Reading text:
.....

This illustrates the strongest argument I saw for Trump’s candidacy in the 2016 campaign. It was made, ironically, by National Review’s David French in an insightful December, 2015 column before he turned NeverTrump. The column discussed “the Overton Window,” a concept developed by the late Joseph Overton of the Mackinac Center for Public Policy which refers to the range of acceptable political debate.

The key to shifting policy lies … in changing the terms of the debate,” French explained. And, on issue after issue, he observed, Trump, even in the first few months of his campaign, had more than changed it: “he didn’t just move the Overton Window, he smashed it, scattered the shards, and rolled over them with a steamroller.” In doing this, he had “begun the process of freeing the American people from the artificial and destructive constraints of Left-defined discourse. Serious and substantive politicians like Ted Cruz will get a more respectful hearing, and PC shibboleths about allegedly boundless virtues of Islam and immigration will be treated with the skepticism they deserve.

Or, as I summarized French’s argument at the time, “by saying outrageous things Trump is shifting the boundaries of the political debate that have been set by the P.C. Left and is making it possible for others to say reasonable things.”

.....

Raw data:
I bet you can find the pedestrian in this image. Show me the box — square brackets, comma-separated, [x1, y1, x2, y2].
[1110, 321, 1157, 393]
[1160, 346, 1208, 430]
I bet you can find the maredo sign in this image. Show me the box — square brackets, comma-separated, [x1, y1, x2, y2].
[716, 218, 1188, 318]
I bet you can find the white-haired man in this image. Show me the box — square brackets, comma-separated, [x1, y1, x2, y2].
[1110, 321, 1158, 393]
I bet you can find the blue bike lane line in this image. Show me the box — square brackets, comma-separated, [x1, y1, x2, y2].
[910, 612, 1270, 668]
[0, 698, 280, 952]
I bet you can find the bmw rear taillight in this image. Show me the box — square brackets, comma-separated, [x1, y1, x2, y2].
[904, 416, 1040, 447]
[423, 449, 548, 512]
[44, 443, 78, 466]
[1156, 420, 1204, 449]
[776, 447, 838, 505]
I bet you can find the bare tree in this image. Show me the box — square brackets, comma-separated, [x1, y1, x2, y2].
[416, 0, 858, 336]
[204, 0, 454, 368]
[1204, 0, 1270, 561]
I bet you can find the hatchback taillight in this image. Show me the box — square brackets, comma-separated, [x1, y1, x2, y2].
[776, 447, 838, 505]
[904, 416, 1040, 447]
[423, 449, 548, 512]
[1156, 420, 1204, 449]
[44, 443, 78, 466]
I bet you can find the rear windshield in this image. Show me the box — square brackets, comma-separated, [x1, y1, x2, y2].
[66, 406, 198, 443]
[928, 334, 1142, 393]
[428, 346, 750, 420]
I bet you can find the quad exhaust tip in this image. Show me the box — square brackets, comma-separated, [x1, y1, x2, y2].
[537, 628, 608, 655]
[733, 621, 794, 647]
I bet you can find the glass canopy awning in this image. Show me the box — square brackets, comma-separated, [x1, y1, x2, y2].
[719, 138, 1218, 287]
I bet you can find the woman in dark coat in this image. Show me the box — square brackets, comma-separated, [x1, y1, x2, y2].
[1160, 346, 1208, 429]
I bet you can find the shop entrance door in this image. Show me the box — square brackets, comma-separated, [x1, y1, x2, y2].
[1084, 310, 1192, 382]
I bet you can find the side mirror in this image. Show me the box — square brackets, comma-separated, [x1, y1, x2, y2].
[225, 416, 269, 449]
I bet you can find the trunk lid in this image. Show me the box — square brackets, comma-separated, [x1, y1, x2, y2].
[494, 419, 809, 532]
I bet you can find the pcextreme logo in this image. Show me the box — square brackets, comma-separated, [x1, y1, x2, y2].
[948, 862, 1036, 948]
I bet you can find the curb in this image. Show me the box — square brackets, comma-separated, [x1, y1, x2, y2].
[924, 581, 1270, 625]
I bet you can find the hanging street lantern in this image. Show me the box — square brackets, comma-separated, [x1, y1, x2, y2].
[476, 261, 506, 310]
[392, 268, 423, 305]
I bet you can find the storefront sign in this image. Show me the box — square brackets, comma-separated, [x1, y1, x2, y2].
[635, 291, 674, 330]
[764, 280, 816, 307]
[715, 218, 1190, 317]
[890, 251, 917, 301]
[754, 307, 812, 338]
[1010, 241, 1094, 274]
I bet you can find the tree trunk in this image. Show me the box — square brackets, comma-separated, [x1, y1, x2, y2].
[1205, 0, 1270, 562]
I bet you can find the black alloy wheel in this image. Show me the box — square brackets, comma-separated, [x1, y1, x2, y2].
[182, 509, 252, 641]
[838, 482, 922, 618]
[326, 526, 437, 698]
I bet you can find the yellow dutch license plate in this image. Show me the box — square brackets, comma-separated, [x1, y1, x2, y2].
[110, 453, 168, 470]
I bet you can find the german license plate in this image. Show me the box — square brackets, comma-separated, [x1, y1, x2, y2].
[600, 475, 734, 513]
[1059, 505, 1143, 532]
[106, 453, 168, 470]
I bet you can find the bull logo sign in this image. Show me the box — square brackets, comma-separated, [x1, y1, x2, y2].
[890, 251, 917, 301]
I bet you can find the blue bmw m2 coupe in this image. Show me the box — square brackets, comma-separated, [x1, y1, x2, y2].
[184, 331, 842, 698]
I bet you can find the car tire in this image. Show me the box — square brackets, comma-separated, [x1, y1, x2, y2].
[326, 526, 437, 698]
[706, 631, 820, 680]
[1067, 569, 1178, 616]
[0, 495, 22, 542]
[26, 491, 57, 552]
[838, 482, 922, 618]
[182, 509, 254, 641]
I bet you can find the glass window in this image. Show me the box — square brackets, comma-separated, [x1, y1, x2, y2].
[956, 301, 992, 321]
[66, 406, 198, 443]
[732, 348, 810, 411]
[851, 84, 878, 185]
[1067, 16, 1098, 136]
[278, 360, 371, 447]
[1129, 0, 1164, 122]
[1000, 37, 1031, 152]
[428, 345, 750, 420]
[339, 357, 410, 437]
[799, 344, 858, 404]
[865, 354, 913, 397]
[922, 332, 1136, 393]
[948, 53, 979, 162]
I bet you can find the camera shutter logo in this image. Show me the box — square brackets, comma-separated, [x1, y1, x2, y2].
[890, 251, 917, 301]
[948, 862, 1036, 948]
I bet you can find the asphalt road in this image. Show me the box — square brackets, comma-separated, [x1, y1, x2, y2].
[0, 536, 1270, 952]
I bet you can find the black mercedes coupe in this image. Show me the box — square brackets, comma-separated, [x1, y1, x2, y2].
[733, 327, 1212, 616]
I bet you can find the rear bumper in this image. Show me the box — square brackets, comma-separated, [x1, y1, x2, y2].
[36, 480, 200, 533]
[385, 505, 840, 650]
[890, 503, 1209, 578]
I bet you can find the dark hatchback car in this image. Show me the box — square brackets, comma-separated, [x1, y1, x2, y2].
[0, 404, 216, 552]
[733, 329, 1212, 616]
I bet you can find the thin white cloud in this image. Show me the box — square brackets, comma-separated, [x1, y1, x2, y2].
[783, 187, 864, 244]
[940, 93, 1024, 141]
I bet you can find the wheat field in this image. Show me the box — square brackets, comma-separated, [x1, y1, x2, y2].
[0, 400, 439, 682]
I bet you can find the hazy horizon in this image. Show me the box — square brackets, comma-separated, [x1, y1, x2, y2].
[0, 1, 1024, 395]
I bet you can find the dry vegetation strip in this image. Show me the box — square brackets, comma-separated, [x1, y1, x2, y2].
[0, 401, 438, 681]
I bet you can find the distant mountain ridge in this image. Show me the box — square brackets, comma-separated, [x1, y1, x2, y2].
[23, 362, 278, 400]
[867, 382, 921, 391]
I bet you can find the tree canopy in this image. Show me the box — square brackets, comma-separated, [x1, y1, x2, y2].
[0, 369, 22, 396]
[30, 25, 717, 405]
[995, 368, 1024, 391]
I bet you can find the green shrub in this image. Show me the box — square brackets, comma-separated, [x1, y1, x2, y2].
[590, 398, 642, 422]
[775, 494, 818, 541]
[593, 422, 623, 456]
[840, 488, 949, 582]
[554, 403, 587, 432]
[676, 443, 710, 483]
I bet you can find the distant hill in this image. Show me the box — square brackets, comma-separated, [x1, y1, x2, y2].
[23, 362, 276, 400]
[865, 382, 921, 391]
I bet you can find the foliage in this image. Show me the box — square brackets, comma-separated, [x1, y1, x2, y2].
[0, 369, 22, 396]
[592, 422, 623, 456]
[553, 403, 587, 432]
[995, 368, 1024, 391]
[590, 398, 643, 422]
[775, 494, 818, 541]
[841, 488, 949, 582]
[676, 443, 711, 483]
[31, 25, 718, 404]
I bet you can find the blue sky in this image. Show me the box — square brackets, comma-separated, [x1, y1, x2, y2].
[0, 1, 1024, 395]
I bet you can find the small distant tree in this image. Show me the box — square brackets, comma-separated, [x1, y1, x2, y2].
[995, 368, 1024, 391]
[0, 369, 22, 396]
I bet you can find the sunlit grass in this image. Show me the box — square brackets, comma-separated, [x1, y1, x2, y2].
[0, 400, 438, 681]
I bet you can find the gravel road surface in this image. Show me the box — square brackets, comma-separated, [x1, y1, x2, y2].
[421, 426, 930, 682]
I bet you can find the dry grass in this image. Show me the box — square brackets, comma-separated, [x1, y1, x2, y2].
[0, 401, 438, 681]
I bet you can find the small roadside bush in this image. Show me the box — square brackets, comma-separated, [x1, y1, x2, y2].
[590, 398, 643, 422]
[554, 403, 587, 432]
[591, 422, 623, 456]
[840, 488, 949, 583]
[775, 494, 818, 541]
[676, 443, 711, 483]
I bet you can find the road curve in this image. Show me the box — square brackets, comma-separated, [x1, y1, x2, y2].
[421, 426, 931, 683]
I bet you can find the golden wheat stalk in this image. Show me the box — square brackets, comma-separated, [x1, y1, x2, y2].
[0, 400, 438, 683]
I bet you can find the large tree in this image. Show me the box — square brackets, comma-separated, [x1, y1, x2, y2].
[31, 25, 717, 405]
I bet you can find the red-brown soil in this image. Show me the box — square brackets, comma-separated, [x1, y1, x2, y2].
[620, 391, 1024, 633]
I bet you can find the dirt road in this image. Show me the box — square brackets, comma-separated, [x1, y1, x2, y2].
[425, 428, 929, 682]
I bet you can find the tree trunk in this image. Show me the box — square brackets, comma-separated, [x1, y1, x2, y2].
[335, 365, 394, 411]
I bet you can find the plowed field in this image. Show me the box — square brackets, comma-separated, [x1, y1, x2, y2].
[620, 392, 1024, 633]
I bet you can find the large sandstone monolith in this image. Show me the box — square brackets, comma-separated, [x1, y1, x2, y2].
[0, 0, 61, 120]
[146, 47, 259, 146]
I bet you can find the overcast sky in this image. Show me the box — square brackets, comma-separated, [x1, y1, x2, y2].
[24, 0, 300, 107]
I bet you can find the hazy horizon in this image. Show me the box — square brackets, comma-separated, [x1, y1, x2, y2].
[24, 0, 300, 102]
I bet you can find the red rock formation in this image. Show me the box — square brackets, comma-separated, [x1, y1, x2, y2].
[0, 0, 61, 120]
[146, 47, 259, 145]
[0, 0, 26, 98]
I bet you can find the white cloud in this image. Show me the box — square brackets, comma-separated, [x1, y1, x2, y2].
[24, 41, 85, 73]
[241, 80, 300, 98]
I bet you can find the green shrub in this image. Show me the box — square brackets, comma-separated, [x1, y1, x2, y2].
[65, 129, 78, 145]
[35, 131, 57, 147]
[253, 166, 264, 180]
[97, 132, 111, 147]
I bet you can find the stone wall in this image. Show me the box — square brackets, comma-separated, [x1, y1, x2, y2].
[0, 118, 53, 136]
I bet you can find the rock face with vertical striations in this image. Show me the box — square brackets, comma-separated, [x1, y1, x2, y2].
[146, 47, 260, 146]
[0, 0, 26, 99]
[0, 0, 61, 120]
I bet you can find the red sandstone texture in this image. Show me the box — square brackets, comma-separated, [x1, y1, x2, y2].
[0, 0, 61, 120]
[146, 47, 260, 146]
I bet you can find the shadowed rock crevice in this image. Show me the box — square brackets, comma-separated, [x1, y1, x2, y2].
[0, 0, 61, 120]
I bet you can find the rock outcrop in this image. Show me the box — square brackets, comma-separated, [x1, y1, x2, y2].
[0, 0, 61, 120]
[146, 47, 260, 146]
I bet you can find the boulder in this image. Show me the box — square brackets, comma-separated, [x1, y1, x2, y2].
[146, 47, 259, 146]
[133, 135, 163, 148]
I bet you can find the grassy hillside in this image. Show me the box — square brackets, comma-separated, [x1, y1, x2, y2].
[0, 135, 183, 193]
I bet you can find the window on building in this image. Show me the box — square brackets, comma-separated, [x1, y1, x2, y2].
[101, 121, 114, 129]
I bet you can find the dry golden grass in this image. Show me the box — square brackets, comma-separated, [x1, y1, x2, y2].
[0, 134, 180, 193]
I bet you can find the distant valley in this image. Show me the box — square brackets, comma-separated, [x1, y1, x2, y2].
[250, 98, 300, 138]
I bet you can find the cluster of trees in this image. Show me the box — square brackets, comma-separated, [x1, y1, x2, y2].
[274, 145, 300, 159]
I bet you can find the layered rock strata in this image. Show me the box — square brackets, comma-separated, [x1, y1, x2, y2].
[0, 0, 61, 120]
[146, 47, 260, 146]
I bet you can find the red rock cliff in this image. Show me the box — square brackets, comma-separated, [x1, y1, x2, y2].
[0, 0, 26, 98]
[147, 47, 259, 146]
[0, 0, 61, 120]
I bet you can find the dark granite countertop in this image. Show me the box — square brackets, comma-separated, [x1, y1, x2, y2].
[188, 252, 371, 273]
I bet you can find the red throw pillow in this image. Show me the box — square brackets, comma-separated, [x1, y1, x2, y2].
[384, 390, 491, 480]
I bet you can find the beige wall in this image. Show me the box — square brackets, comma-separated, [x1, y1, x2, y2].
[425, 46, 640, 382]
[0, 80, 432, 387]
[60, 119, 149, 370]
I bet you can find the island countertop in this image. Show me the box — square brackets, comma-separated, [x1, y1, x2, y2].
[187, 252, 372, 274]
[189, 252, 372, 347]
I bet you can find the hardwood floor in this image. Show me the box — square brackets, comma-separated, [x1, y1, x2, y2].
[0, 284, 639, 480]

.....

Set exercise 1:
Reproduce word for word the part of the Overton Window passage that opens with the words "The key to shifting" and closes with "skepticism they deserve.".
Set exercise 2:
Carry on writing the passage about Trump and the Overton Window from the point where it stops.

Task result 1:
The key to shifting policy lies … in changing the terms of the debate,” French explained. And, on issue after issue, he observed, Trump, even in the first few months of his campaign, had more than changed it: “he didn’t just move the Overton Window, he smashed it, scattered the shards, and rolled over them with a steamroller.” In doing this, he had “begun the process of freeing the American people from the artificial and destructive constraints of Left-defined discourse. Serious and substantive politicians like Ted Cruz will get a more respectful hearing, and PC shibboleths about allegedly boundless virtues of Islam and immigration will be treated with the skepticism they deserve.

Task result 2:
McCarthy’s resurrection of the old assimilationist consensus on immigration is a particularly happy example of this rollback of politically correct orthodoxy. The idea at the heart of this consensus—that we are all Americans first, bound together by a shared culture and common political understanding that unites us—was a big part of what allowed the country to integrate tens of millions of immigrants in the first place. We have been the most successful example of cultural melding in history. By contrast, the divisive ideology of multiculturalism makes the task of living together in harmony with people of different origins more difficult and conflict-prone, ironically increasing anti-immigrant sentiment. Yet “assimilation” and the idea of America as a “melting pot,” once movingly extolled by liberals, became dirty words as Leftists replaced liberals and we entered the age of multiculturalism. In the age of Trump it is becoming possible to speak this forbidden language again.

Would I much prefer Kevin McCarthy breaching this and all the other PC taboos in the way he did on “diversity” the other day to Donald Trump breaching them in the way he too often does? Of course. But Trump made it possible. And for that, all who value diversity of thought should be grateful.